**TEXT SECTION:**
----------------------------------------

Interpretation Response #99-0217
Below is the interpretation response detail and a list of regulations sections applicable to this response.
Interpretation Response Details
November 23, 1999
Mr. Carlton W. Hendrix Ref. No. 99-0217
DOT Compliance Manager
LaRoche Industries Inc.
1100 Johnson Ferry Road, NE
Atlanta, Georgia 30342
Dear Mr. Hendrix:
This responds to your letter of August 3, 1999, requesting clarification of the attendance requirements for unloading tank cars under the Hazardous Materials Regulations (HMR; 49 CFR Parts 171-180). Specifically, you ask for clarification of requirements for monitoring unloading operations with remote cameras and for leaving unloading connections attached to a tank car when no product is being transferred.
Section 174.67(I) of the HMR requires a tank car to be continuously attended throughout the entire period of unloading and while the tank car is connected to an unloading device. This requirement can be met by human attendance or by use of signaling systems, such as sensors, alarms, and electronic surveillance equipment. Human monitoring must be performed by the person responsible for the unloading operation. The attendant may monitor unloading from onsite or from a remote location within the plant. In either location, the attendant must be knowledgeable about the product, have the ability to identify conditions requiring action, and have the capability and authority to halt the flow of product immediately.

----------------------------------------

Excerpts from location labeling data
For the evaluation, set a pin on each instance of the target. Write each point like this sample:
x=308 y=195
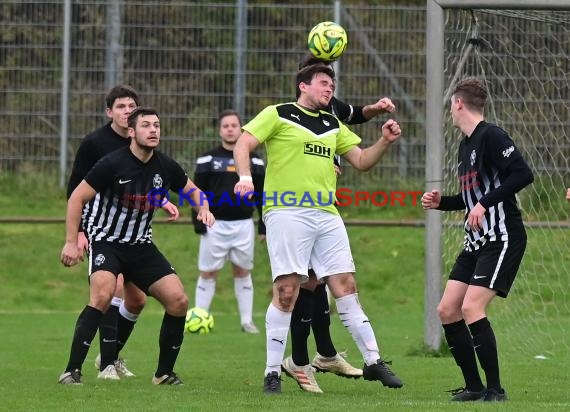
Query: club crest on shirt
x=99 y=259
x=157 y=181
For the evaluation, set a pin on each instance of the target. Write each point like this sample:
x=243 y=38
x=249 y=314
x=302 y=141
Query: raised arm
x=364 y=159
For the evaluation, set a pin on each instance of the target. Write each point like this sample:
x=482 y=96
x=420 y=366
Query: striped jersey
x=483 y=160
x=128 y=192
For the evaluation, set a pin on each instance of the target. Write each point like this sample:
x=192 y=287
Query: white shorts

----------------------------------------

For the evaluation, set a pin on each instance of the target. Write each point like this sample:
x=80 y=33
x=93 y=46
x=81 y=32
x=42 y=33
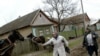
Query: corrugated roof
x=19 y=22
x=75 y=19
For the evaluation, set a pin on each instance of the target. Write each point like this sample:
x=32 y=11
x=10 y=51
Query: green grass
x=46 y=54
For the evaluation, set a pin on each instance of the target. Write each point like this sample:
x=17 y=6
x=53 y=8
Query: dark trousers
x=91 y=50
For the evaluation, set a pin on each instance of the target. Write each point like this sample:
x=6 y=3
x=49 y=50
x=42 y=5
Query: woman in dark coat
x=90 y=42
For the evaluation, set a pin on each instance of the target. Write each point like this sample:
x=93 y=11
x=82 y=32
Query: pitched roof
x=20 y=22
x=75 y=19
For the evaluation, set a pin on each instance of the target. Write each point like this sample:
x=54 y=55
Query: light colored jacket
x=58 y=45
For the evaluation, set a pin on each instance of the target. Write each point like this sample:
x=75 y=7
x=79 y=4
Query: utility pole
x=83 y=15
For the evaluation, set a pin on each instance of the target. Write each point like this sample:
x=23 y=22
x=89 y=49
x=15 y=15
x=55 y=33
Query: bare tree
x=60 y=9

----------------------------------------

**AIM:**
Answer these questions using the interpretation response:
(a) On what date was the response issued?
(b) Which parts of 49 CFR make up the Hazardous Materials Regulations?
(c) What signaling systems are named as ways to meet the attendance requirement?

**PROBLEM SOLUTION:**
(a) November 23, 1999
(b) Parts 171-180
(c) Sensors, alarms, and electronic surveillance equipment